┌──

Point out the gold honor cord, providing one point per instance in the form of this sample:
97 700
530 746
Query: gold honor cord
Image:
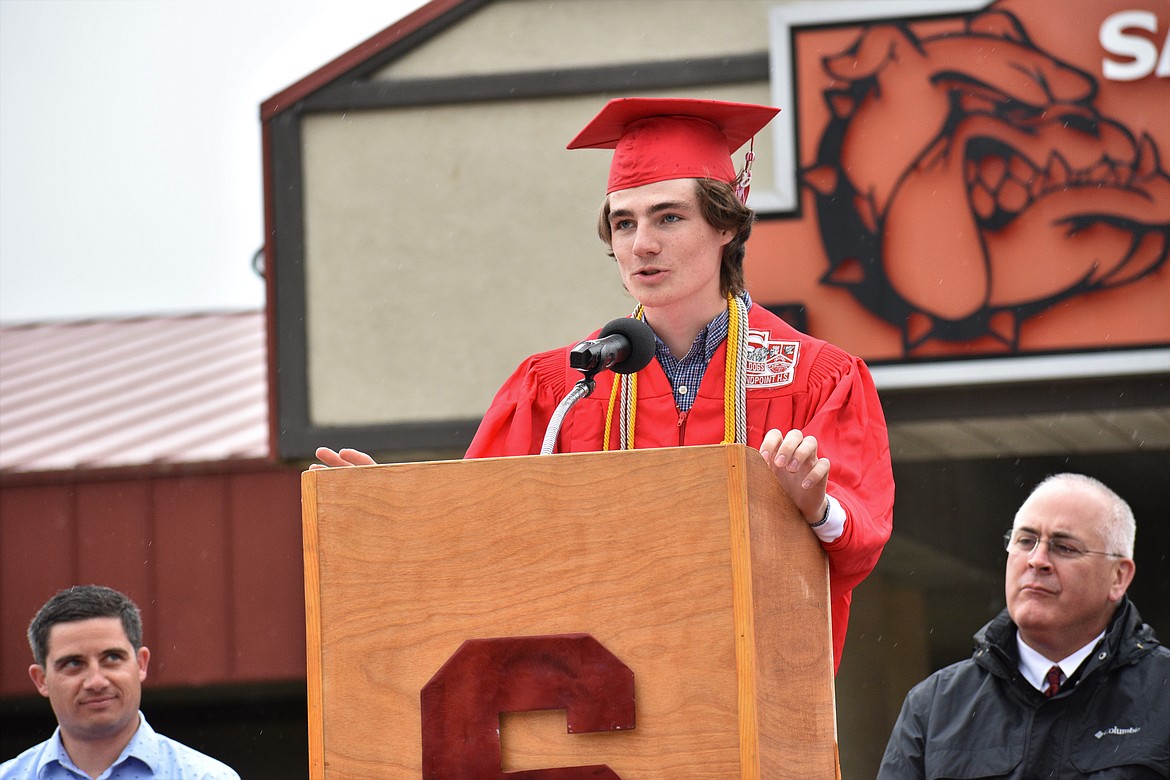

└──

■ **GEGEVEN OPDRACHT**:
Wijs in de lijst hierboven alle regels aan die het woord "gold" bevatten, en neem elk van die regels volledig over.

■ **HET RESULTAAT**:
Point out the gold honor cord, providing one point per instance in the form of this sample:
Query: gold honor cord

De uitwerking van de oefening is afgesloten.